The conversation ended on a cold note. I suddenly felt very alone. Christer and I had been very good friends. How many friends might I lose in this process? How many enemies would I make?
Soon after I spoke to Christer, I got a call from his former secretary. She told me people had been asking for my personnel file.
“They’re going to attack you, Michael.” She sounded panicked.
“What kind of attack are they planning?” I asked. “Do I need to wear a helmet?”
She laughed but soon became serious again.
“Aren’t you worried?” she asked.
Actually, I felt like I had just gotten a big load off my chest. A load of lies that had been building up for years. Until recently, I had managed to convince myself that our operation had actually been successful overall and that the compromises we had made were necessary evils. Even if that were true, the time had come to admit everything we knew. I was glad I was no longer working for an organization that valued its employees most dearly for their ability to hide their eyes, cover their ears, and shut their mouths in the face of gross incompetence and corruption.
“Just remember,” said my former colleague, “not everyone has the option of doing what you are doing. Most people can’t afford to leave this place. They have nowhere else to go.”
She was right. And I was grateful for the reminder. Most UN employees had come to the organization filled with passion for making a positive difference in the world, just like I had. I realized some of them might feel betrayed by my criticism of the organization, just like I had felt betrayed when Denis Halliday and Hans von Sponeck, our former humanitarian coordinators, had left the organization to speak their own minds. In an odd twist of fate, I had ended up following the same path as the people I had denounced most vehemently in the early days of my UN career.
I suppose each of us hotheads could find justification in the words of Mark Twain: “Loyalty to petrified opinion never yet broke a chain or freed a human soul.”

◆ **Record set**:
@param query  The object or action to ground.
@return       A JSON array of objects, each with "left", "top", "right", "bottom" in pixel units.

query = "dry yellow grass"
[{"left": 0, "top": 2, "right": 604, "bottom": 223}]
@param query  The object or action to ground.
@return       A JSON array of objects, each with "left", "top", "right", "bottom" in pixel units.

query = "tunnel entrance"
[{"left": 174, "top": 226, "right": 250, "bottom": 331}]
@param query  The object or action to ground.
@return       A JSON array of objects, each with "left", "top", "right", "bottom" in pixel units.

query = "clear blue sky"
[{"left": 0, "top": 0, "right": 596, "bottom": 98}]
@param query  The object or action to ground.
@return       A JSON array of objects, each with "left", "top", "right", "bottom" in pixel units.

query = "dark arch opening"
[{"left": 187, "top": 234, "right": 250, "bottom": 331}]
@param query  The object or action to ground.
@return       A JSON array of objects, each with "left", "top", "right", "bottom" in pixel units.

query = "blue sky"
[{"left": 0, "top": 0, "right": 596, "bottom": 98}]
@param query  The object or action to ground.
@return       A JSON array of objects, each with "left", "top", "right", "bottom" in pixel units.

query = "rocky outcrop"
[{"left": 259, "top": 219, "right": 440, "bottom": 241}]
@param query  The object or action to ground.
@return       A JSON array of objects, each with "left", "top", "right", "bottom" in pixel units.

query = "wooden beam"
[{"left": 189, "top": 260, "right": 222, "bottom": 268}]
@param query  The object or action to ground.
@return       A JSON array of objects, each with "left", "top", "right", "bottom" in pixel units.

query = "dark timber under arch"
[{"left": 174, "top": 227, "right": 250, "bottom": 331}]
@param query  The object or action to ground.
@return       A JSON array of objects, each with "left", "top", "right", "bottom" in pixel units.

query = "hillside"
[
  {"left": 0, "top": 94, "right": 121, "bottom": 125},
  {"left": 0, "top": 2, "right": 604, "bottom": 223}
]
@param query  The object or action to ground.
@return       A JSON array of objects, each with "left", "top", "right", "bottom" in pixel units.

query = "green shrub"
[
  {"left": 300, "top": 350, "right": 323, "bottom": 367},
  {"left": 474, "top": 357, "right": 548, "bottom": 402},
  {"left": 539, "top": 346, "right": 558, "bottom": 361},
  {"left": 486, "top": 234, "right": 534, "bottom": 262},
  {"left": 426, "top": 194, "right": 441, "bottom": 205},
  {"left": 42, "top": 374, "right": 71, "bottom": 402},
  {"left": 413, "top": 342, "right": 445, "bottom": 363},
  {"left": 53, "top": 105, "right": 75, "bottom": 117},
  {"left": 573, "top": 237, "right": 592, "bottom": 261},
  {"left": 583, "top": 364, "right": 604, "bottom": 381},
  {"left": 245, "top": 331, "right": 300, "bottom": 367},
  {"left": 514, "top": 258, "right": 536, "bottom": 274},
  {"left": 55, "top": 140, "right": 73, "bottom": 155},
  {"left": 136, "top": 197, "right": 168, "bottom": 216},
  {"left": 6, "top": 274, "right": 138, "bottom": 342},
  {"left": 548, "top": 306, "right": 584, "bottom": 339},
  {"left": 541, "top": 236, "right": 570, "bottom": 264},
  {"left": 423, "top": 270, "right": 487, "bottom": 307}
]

◆ **Task instructions**: Quote everything from "The conversation ended" down to "my personnel file." in the passage about speaking out against the UN, word for word.

◆ **Answer**:
The conversation ended on a cold note. I suddenly felt very alone. Christer and I had been very good friends. How many friends might I lose in this process? How many enemies would I make?
Soon after I spoke to Christer, I got a call from his former secretary. She told me people had been asking for my personnel file.